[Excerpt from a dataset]
※ ※ ※
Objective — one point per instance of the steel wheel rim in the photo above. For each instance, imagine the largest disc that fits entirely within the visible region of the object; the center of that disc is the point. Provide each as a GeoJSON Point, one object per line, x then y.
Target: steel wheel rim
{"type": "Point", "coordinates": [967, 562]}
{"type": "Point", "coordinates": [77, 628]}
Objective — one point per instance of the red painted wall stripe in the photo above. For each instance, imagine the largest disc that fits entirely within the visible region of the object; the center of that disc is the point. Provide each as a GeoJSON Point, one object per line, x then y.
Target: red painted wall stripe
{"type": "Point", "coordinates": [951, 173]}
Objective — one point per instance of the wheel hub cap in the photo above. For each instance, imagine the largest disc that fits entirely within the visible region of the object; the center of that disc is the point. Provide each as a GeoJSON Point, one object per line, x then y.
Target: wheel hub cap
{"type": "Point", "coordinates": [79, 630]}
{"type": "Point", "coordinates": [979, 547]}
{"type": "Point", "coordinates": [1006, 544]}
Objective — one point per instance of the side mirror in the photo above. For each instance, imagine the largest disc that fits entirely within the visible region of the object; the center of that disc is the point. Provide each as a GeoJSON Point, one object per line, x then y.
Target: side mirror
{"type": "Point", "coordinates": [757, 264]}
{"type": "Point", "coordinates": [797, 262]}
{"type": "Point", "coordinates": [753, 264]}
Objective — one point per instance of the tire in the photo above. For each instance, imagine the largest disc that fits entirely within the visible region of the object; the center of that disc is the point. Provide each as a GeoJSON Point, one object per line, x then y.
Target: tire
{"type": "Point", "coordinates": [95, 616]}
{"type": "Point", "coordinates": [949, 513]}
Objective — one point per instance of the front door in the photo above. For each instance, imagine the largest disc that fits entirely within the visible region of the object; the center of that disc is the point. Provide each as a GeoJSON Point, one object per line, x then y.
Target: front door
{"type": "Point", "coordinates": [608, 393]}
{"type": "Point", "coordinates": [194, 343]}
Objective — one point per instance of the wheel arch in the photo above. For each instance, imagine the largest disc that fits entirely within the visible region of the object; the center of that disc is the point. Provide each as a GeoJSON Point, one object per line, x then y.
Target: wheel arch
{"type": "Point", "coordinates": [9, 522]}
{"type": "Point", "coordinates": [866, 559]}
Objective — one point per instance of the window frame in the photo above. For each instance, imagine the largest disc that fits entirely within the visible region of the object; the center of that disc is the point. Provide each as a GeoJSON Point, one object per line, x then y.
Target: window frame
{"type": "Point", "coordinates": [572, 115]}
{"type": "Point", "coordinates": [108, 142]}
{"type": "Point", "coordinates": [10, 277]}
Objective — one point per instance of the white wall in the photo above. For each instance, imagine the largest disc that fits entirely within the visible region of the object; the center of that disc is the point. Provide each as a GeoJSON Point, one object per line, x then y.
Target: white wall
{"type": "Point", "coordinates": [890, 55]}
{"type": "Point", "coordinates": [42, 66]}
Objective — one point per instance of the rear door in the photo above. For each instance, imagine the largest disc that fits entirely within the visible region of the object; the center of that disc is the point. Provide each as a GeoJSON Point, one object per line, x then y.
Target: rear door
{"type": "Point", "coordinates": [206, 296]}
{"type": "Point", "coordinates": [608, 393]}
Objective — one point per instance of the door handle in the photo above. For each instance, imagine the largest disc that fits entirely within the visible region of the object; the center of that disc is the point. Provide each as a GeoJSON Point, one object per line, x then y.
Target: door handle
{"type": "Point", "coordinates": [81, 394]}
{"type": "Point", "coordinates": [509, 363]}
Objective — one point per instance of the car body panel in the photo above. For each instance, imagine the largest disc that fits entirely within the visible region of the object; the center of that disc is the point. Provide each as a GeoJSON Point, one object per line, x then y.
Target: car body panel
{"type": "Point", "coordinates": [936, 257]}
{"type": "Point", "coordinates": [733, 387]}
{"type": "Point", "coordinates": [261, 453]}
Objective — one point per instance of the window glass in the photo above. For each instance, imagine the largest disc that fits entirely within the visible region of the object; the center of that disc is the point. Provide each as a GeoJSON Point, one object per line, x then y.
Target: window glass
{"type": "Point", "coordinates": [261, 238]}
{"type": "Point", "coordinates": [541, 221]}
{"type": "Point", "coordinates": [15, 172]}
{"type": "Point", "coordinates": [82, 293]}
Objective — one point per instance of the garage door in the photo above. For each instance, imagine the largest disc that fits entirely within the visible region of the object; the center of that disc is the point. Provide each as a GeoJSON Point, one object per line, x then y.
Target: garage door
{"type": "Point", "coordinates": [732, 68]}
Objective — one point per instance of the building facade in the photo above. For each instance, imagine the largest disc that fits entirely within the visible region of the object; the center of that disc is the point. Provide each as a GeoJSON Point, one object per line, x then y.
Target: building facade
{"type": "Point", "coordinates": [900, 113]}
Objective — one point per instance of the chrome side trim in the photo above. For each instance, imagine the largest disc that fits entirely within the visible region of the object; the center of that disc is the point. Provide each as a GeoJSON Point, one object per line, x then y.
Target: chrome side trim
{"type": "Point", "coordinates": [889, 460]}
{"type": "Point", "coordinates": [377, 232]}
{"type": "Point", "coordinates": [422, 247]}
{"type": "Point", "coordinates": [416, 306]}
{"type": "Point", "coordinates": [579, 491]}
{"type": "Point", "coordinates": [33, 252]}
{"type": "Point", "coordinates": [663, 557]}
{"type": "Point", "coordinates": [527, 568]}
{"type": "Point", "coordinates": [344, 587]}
※ ※ ※
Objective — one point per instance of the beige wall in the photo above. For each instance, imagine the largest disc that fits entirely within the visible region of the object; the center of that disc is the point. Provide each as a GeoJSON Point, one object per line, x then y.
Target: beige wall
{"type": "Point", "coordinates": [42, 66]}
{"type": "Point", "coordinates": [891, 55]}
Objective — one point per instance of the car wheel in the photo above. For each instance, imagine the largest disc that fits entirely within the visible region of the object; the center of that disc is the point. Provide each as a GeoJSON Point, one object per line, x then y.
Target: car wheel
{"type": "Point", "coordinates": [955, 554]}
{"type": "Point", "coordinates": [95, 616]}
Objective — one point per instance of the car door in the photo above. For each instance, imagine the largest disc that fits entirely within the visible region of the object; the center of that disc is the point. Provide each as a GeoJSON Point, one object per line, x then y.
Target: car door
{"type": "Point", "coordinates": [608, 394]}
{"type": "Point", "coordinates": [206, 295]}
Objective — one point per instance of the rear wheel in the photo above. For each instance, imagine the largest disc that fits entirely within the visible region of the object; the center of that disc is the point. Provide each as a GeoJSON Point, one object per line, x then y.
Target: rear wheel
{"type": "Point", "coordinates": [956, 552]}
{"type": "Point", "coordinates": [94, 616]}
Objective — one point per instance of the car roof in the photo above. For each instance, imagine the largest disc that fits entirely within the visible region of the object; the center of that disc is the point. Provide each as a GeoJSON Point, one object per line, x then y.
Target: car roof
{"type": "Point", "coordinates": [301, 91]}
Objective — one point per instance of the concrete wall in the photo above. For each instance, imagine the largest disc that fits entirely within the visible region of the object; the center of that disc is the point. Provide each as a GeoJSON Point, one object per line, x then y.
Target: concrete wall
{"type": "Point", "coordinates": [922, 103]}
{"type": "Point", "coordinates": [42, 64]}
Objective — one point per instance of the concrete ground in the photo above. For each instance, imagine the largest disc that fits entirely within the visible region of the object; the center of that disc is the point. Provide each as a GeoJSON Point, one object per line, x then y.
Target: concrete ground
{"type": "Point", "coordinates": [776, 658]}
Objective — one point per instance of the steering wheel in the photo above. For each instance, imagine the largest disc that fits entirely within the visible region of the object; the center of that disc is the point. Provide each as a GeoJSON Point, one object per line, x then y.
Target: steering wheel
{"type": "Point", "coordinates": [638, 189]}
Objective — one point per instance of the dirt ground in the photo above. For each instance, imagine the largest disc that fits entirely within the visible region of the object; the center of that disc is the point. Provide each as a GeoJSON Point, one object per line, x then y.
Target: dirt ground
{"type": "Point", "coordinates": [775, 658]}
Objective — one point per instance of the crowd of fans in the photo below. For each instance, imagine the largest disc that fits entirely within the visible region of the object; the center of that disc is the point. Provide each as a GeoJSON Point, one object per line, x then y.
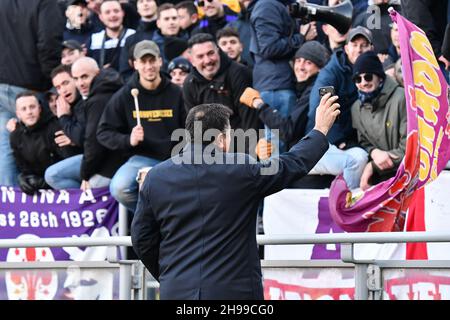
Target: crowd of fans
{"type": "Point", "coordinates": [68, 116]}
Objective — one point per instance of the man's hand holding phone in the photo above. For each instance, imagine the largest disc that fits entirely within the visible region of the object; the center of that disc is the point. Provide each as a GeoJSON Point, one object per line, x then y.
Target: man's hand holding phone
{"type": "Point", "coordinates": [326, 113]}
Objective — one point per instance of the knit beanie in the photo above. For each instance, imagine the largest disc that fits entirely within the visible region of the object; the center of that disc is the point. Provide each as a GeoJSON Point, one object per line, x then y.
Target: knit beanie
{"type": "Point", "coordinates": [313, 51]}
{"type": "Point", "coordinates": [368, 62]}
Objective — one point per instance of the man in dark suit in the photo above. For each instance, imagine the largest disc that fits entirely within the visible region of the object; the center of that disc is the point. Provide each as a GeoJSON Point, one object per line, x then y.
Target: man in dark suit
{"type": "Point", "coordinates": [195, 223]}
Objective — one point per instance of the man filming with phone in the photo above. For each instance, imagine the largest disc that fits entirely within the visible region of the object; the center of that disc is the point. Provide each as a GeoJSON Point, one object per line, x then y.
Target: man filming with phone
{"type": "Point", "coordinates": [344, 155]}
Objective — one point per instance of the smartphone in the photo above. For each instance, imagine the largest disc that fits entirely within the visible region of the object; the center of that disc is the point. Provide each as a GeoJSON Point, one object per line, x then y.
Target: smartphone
※ ※ ※
§ **WHAT NEEDS TO BE DONE**: Please pick out every line of the material above that contains the word "wheel", and copy each one in full.

§ **RESPONSE**:
Objective — one point per instance of the steel wheel rim in the photo above. For each instance, imagine the largest disc that fits entirely within the visible region of the object; the center of that disc is the point. Provide each as a GeoJSON Point, one object per line, x then y.
Target: steel wheel rim
Objective — one point per instance of the wheel hub cap in the photo above. For each instance, imagine the largest disc that fits entirely within the visible region of the object; the center of that disc is the point. Provide each as a GeoJSON Point, one object per line, x then y.
Target: wheel hub cap
Objective — one point per instance of the wheel arch in the photo above. For each instance, imagine the largest disc that fits entirely within the visible region of the object; the center of that disc is the point. Provide each as a GeoJSON Point, one object per line, x then y.
Target: wheel arch
Objective — one point per instance of the car wheel in the photo above. For each instance, imagine the largest disc that fits entirely within the visible region of the object; the center of that disc is the point. Provide each as a GeoJSON Point, one object per line, x then y.
Target: car wheel
Objective — one point per instance of the rear wheel in the photo above. For each instance, imagine the largest disc that fits entirely within the visible region of the object; the center of that disc is the point. Provide each as a GeoJSON Point, one object per line, x then y.
Target: rear wheel
Objective — one point per instance of the steering wheel in the photo above. For each instance, imagine the largest disc that fits entirely within the visible region of the object; the center of that disc is the point. Provide each as a GeoJSON Point, one object per line, x then y.
Target: steering wheel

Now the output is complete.